§ DIRECTION: Transcribe each of the following records line for line, with no changes to wording, numbers, or punctuation.

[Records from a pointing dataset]

● ● ●

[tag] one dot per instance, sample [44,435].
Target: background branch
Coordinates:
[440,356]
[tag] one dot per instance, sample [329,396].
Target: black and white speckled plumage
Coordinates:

● ● ●

§ FINAL ANSWER:
[tag] one dot per instance, sample [44,435].
Target: background branch
Coordinates:
[440,356]
[tag] one dot per instance, sample [329,396].
Target: black and white speckled plumage
Coordinates:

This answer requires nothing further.